--- Data extract ---
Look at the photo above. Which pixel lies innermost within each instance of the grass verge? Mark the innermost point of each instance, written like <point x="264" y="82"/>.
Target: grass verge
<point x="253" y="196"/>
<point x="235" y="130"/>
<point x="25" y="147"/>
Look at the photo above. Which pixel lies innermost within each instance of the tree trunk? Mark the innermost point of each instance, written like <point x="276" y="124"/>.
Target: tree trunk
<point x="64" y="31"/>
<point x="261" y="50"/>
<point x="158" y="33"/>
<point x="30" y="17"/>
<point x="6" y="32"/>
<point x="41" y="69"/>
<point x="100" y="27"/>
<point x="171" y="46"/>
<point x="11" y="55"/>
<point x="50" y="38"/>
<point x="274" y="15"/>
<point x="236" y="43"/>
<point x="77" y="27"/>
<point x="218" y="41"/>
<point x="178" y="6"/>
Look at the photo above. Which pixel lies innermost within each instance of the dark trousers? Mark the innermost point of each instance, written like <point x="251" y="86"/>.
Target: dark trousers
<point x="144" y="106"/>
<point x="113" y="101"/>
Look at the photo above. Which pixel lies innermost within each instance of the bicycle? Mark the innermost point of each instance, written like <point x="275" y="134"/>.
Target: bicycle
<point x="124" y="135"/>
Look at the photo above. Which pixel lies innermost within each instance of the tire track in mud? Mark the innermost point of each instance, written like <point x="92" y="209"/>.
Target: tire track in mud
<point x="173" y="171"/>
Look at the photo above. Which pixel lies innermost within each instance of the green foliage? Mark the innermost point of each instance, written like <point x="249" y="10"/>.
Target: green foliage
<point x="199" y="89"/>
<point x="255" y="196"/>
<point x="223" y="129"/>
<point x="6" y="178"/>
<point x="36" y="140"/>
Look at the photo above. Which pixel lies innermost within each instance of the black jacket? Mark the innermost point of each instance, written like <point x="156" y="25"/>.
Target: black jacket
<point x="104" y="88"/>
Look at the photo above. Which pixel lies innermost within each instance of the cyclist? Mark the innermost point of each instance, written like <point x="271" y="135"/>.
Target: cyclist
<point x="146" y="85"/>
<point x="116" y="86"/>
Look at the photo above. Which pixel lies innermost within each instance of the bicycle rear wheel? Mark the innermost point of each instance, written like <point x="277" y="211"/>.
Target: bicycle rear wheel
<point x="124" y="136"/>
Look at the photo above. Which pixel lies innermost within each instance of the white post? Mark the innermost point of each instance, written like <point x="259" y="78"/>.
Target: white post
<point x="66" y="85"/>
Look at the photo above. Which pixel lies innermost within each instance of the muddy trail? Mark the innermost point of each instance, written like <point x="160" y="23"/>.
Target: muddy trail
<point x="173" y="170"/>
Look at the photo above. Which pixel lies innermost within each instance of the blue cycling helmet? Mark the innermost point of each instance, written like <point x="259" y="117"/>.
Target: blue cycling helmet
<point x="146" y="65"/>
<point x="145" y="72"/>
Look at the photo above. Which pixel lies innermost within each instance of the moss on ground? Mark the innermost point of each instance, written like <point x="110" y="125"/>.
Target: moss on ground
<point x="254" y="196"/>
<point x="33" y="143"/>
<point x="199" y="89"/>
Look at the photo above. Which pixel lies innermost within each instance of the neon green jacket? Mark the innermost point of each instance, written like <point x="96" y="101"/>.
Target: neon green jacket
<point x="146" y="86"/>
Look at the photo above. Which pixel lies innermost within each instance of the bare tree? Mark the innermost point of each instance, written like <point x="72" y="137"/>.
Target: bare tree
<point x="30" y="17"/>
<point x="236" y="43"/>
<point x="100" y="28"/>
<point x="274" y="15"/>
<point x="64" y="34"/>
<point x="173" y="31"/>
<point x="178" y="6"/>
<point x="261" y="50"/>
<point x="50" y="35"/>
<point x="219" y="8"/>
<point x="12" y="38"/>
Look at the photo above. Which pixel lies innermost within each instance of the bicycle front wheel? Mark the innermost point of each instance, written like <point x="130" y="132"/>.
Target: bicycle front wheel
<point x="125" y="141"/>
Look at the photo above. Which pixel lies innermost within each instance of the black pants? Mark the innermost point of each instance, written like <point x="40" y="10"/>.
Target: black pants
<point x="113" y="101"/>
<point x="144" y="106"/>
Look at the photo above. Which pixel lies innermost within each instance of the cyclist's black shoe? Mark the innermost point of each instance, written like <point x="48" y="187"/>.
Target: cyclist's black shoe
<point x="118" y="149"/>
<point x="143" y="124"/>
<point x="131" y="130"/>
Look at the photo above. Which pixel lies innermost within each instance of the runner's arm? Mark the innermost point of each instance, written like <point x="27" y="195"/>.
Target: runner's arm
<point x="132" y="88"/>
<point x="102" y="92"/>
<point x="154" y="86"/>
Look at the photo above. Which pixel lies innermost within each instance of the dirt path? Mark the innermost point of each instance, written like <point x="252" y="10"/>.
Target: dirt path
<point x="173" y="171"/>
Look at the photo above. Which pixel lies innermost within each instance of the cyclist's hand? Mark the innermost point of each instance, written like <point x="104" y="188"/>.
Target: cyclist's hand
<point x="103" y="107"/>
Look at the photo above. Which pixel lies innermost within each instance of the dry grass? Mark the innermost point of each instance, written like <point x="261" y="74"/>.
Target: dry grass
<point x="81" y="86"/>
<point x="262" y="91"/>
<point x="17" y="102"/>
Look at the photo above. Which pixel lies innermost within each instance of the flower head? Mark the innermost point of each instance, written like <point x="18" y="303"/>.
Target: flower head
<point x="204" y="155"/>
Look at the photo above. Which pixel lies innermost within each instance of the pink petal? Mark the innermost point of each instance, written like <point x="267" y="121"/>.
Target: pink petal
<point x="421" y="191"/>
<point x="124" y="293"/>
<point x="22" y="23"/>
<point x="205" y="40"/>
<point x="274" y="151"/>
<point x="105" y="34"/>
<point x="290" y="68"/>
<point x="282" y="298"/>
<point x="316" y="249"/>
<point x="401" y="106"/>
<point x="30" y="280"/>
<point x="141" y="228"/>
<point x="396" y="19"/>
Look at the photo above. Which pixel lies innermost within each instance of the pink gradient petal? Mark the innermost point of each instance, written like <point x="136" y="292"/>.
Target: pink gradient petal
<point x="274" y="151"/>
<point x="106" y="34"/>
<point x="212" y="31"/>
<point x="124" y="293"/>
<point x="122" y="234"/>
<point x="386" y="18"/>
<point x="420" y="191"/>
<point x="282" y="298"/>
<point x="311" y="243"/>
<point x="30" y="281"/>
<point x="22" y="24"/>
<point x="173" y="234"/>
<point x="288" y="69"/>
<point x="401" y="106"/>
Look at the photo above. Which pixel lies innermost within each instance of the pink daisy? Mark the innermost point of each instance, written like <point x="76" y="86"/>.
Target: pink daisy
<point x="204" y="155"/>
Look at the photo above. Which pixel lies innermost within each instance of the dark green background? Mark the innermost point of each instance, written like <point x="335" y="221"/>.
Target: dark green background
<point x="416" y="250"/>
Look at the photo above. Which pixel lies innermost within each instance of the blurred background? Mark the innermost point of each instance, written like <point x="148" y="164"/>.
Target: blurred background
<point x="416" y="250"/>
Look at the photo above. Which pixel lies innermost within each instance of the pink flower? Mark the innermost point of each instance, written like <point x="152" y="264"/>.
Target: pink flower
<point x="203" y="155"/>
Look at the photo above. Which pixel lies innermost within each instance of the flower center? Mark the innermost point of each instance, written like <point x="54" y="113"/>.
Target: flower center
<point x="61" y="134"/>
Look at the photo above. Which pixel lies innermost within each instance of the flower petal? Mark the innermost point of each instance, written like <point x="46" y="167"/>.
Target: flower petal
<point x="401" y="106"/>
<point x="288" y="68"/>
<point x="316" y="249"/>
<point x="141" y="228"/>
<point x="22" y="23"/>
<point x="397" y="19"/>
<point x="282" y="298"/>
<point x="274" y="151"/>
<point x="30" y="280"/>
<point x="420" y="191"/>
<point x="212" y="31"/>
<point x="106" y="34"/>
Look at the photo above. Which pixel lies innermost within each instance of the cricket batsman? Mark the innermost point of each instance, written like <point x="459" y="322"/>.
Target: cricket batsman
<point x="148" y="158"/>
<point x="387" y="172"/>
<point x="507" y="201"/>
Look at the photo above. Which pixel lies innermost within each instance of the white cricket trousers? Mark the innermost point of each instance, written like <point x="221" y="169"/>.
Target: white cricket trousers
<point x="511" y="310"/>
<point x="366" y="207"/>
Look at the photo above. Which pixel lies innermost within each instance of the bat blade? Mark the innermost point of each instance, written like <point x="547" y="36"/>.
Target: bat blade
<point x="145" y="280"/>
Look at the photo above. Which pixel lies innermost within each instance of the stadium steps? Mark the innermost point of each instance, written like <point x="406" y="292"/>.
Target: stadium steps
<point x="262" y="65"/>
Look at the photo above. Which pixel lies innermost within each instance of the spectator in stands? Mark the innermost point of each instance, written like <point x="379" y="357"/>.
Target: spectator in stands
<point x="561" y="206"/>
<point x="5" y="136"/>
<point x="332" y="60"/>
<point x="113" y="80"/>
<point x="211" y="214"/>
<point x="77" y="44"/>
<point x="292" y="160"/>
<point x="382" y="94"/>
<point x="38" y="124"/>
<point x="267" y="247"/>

--- Aim ---
Starting with the line containing "the bat blade?" and going on through the end of the entries above, arrange those lines as a Markdown table with the columns Row and Line, numbering each line and leaving out blank ones.

--- Complete answer ---
| Row | Line |
|---|---|
| 1 | Look at the photo above. Which pixel lies innermost within each instance of the bat blade? Mark the innermost point of each instance, written like <point x="547" y="36"/>. |
| 2 | Target: bat blade |
| 3 | <point x="145" y="280"/> |
| 4 | Look at the photo above. Which pixel lies innermost within each instance of the stadium steps? Mark the innermost point of each instance, written like <point x="406" y="292"/>. |
| 5 | Target: stadium steps |
| 6 | <point x="262" y="65"/> |
| 7 | Look at the photo above. Which pixel lies innermost within each instance of the spectator in stands? Mark the innermost point of each instance, written like <point x="379" y="357"/>. |
| 8 | Target: spectator in stands |
| 9 | <point x="561" y="206"/> |
| 10 | <point x="5" y="136"/> |
| 11 | <point x="332" y="60"/> |
| 12 | <point x="113" y="80"/> |
| 13 | <point x="211" y="214"/> |
| 14 | <point x="77" y="44"/> |
| 15 | <point x="292" y="160"/> |
| 16 | <point x="382" y="94"/> |
| 17 | <point x="38" y="124"/> |
| 18 | <point x="267" y="247"/> |